(Requirements): Which lines of the records below contain the word "white"? Collect every such line and copy it out in full, matching case exactly.

(Input material):
....

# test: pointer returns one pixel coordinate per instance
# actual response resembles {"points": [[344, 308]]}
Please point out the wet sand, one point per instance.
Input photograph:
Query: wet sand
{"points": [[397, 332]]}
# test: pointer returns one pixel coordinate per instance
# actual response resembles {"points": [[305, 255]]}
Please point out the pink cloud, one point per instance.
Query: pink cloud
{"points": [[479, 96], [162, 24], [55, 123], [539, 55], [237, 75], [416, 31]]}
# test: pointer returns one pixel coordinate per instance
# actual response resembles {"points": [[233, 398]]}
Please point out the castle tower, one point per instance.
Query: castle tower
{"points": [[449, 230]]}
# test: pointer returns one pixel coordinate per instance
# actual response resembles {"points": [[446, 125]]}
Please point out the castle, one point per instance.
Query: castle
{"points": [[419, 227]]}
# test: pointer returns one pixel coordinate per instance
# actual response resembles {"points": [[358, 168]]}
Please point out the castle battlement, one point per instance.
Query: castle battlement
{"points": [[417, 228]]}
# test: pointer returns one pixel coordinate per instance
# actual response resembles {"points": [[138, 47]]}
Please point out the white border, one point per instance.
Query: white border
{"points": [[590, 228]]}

....

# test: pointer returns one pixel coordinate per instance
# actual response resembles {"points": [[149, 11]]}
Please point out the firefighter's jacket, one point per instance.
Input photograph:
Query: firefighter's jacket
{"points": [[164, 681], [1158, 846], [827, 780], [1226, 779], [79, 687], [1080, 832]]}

....

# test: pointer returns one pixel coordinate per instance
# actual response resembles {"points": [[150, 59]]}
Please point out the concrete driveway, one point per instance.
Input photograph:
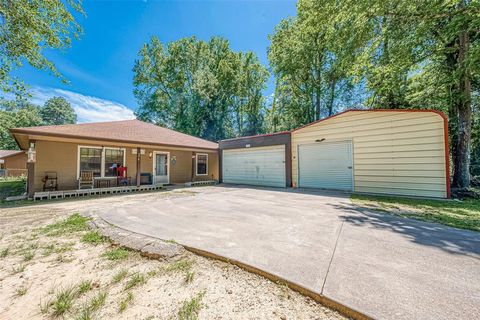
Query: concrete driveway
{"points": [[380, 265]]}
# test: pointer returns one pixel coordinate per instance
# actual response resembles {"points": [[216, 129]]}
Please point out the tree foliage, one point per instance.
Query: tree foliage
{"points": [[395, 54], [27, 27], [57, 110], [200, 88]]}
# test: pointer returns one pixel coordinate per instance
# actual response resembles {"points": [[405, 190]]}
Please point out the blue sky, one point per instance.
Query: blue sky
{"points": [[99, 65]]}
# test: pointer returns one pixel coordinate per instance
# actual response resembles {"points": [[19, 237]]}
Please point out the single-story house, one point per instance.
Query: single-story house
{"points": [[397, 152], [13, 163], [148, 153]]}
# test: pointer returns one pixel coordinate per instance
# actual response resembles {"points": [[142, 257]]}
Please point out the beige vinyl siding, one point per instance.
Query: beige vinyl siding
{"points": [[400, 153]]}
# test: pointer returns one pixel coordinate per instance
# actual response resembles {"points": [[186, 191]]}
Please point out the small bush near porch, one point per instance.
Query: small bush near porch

....

(Answer below):
Please point out the white border, one point per instance.
Query: white border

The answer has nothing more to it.